# [EXTRACTED ENTRIES]

■ ■ ■

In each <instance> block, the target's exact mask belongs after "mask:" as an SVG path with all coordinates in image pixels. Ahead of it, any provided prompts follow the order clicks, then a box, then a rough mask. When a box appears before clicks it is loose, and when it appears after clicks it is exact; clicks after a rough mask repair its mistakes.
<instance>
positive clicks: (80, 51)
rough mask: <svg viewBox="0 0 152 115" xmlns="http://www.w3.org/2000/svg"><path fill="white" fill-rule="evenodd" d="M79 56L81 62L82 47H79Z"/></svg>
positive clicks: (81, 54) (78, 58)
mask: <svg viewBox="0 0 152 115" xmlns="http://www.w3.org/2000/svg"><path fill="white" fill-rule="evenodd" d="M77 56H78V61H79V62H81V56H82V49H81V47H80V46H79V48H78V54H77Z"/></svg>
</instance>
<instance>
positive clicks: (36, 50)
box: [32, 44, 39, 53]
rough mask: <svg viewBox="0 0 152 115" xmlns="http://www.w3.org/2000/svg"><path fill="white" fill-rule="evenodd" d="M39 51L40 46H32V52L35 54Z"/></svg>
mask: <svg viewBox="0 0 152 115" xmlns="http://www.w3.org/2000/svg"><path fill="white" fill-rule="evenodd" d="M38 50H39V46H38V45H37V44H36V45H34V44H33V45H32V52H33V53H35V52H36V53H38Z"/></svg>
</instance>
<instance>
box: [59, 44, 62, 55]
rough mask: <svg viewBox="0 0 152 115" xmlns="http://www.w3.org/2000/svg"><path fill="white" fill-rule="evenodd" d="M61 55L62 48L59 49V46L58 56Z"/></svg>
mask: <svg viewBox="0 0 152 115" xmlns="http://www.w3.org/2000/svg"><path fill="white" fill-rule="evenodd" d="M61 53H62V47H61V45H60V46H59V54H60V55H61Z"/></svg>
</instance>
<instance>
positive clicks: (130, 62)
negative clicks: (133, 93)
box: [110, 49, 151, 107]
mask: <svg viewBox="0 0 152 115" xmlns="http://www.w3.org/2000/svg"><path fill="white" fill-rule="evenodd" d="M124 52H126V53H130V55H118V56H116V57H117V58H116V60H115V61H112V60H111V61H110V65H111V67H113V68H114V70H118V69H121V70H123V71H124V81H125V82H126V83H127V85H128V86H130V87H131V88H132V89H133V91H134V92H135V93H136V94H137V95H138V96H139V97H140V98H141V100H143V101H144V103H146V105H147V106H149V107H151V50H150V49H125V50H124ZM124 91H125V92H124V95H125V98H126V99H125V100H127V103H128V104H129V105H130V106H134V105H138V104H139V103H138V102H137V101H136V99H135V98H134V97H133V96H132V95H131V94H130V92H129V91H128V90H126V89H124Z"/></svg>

■ ■ ■

This calls for repeating all of the records, character for character.

# [EXERCISE OUTPUT]
In each <instance> block, the target's exact mask belongs after "mask:" as an SVG path with all coordinates in image pixels. Ahead of it, any provided prompts follow the order clicks, then a box, then a rough mask. When a box appears before clicks it is loose, and when it appears after clicks it is exact; clicks after a rough mask repair its mistakes.
<instance>
positive clicks: (80, 51)
rough mask: <svg viewBox="0 0 152 115" xmlns="http://www.w3.org/2000/svg"><path fill="white" fill-rule="evenodd" d="M79 56L81 62L82 47H79Z"/></svg>
positive clicks: (81, 54) (78, 58)
mask: <svg viewBox="0 0 152 115" xmlns="http://www.w3.org/2000/svg"><path fill="white" fill-rule="evenodd" d="M77 56H78V61H79V62H81V56H82V49H81V47H80V46H79V48H78V54H77Z"/></svg>
</instance>
<instance>
positive clicks: (36, 50)
box: [32, 44, 39, 53]
rough mask: <svg viewBox="0 0 152 115" xmlns="http://www.w3.org/2000/svg"><path fill="white" fill-rule="evenodd" d="M39 51L40 46H32V52L35 54Z"/></svg>
mask: <svg viewBox="0 0 152 115" xmlns="http://www.w3.org/2000/svg"><path fill="white" fill-rule="evenodd" d="M38 50H39V46H38V45H37V44H36V45H34V44H33V45H32V52H33V53H35V52H36V53H38Z"/></svg>
</instance>
<instance>
box: [59, 44, 62, 55]
rough mask: <svg viewBox="0 0 152 115" xmlns="http://www.w3.org/2000/svg"><path fill="white" fill-rule="evenodd" d="M61 55L62 48L59 49V46L58 56Z"/></svg>
mask: <svg viewBox="0 0 152 115" xmlns="http://www.w3.org/2000/svg"><path fill="white" fill-rule="evenodd" d="M61 53H62V47H61V45H60V46H59V54H60V55H61Z"/></svg>
</instance>
<instance>
positive clicks: (130, 62)
negative clicks: (133, 93)
box: [110, 49, 151, 107]
mask: <svg viewBox="0 0 152 115" xmlns="http://www.w3.org/2000/svg"><path fill="white" fill-rule="evenodd" d="M124 52H126V53H130V55H118V56H116V57H117V58H116V60H115V61H112V60H111V61H110V65H111V67H113V68H114V70H118V69H121V70H123V71H124V81H125V82H126V83H127V85H128V86H130V87H131V88H132V89H133V91H134V92H135V93H136V94H137V95H138V96H139V97H140V98H141V100H143V101H144V103H146V105H147V106H149V107H151V50H150V49H125V50H124ZM124 91H125V92H124V95H125V98H126V99H125V100H127V103H128V104H129V105H130V106H134V105H138V104H139V103H138V102H137V101H136V99H135V98H134V97H133V96H132V95H131V94H130V92H129V91H128V90H126V89H124Z"/></svg>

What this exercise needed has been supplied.